ASSIGNED TASK:
The lines below that include the word "outline" are to be reported.

**** PROVIDED MATERIAL

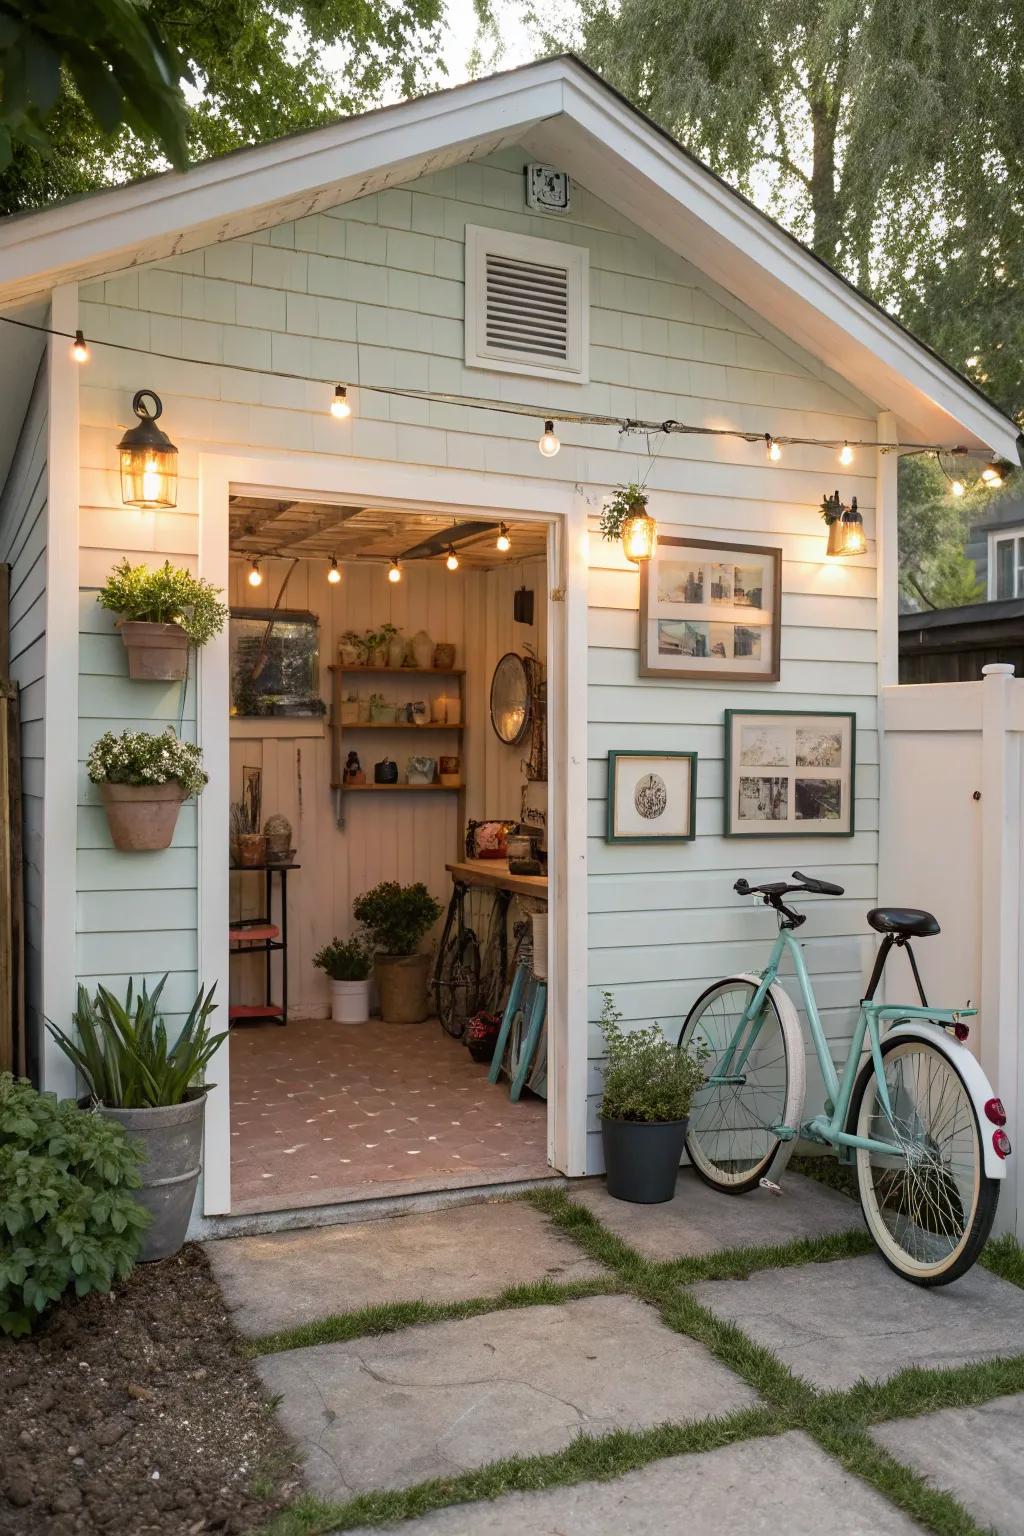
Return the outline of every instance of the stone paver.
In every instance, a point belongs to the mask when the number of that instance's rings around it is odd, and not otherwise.
[[[879,1445],[960,1500],[1002,1536],[1024,1529],[1024,1393],[879,1424]]]
[[[822,1237],[863,1227],[860,1207],[816,1179],[787,1173],[782,1194],[753,1189],[723,1195],[692,1169],[680,1171],[675,1198],[663,1205],[629,1205],[615,1200],[604,1180],[570,1184],[571,1200],[648,1259],[679,1259],[722,1248],[764,1247],[799,1237]]]
[[[206,1244],[242,1333],[273,1333],[383,1301],[467,1301],[531,1280],[605,1273],[547,1217],[495,1201],[352,1226]]]
[[[609,1483],[459,1504],[408,1529],[415,1536],[915,1536],[920,1527],[794,1432],[655,1461]]]
[[[325,1497],[398,1488],[581,1431],[749,1407],[750,1388],[629,1296],[490,1312],[265,1355],[257,1369]]]
[[[868,1254],[692,1290],[817,1387],[845,1390],[910,1365],[1013,1355],[1024,1338],[1024,1291],[977,1267],[952,1285],[922,1290]]]

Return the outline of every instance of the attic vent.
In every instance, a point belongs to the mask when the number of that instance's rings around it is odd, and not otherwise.
[[[466,226],[466,364],[587,380],[589,253]]]

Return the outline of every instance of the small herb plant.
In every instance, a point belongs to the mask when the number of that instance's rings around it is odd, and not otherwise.
[[[610,543],[613,539],[622,537],[622,525],[627,517],[632,517],[634,512],[644,512],[647,509],[647,492],[639,485],[630,482],[629,485],[620,485],[615,489],[611,501],[605,502],[601,508],[601,537]]]
[[[151,731],[106,731],[93,743],[86,768],[94,784],[169,784],[176,780],[186,796],[198,795],[209,775],[201,748],[181,741],[170,726]]]
[[[73,1040],[49,1019],[46,1027],[61,1050],[85,1078],[97,1103],[108,1109],[155,1109],[181,1104],[197,1087],[210,1057],[227,1034],[210,1033],[209,1018],[217,1006],[213,987],[202,987],[178,1038],[171,1045],[158,1011],[167,977],[150,992],[146,983],[134,996],[132,983],[124,1002],[106,987],[95,999],[78,988]],[[209,1088],[213,1085],[204,1085]]]
[[[362,938],[335,938],[317,950],[313,964],[332,981],[365,981],[373,969],[373,950]]]
[[[0,1074],[0,1333],[131,1273],[149,1221],[139,1157],[112,1120]]]
[[[219,587],[169,560],[157,570],[119,561],[96,601],[129,623],[177,624],[196,646],[219,635],[228,617]]]
[[[685,1119],[704,1082],[707,1049],[677,1049],[658,1024],[627,1033],[610,992],[604,993],[601,1030],[606,1057],[604,1118],[654,1123]]]
[[[399,885],[397,880],[384,880],[352,903],[356,922],[383,955],[414,955],[441,912],[440,903],[422,881]]]

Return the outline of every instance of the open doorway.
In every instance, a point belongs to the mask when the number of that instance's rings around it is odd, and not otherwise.
[[[234,1213],[552,1172],[548,537],[231,496]],[[382,882],[441,910],[425,1017],[340,1022],[315,960]]]

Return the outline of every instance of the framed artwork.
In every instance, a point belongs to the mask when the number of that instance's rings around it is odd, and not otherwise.
[[[857,717],[727,709],[726,837],[852,837]]]
[[[690,843],[696,809],[696,752],[608,753],[610,843]]]
[[[658,535],[640,568],[640,676],[777,683],[782,550]]]
[[[320,621],[288,609],[232,608],[236,715],[320,715]]]

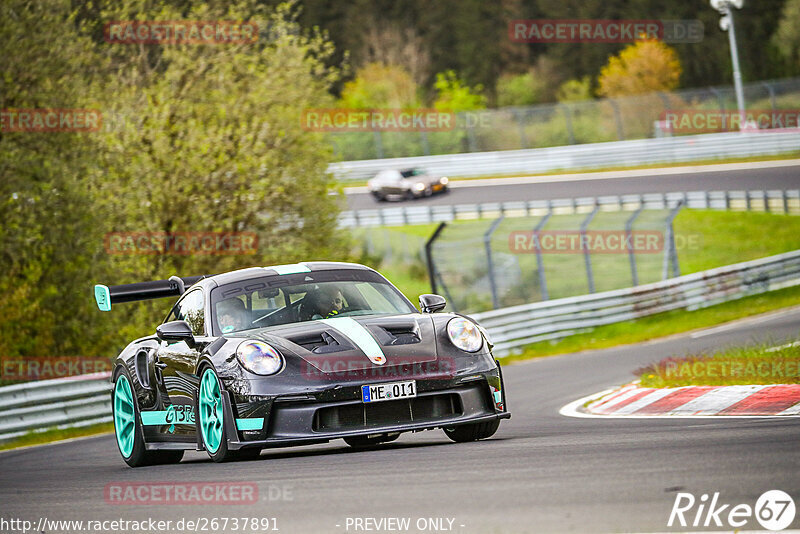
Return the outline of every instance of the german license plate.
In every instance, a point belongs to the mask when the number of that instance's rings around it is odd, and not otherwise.
[[[434,185],[434,186],[433,186],[433,190],[434,190],[434,191],[439,191],[439,190],[441,190],[441,189],[442,189],[442,186],[441,186],[441,185]]]
[[[414,380],[361,386],[361,400],[364,402],[408,399],[416,396],[417,383]]]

********

RESULT:
Return the outline of every instance of the stone paver.
Return the outline of every instance of the attic vent.
Return the outline of every instance of the small herb plant.
Return the outline of every instance of the open doorway.
Return the outline of every instance of the framed artwork.
Return the outline of every instance of the german license plate.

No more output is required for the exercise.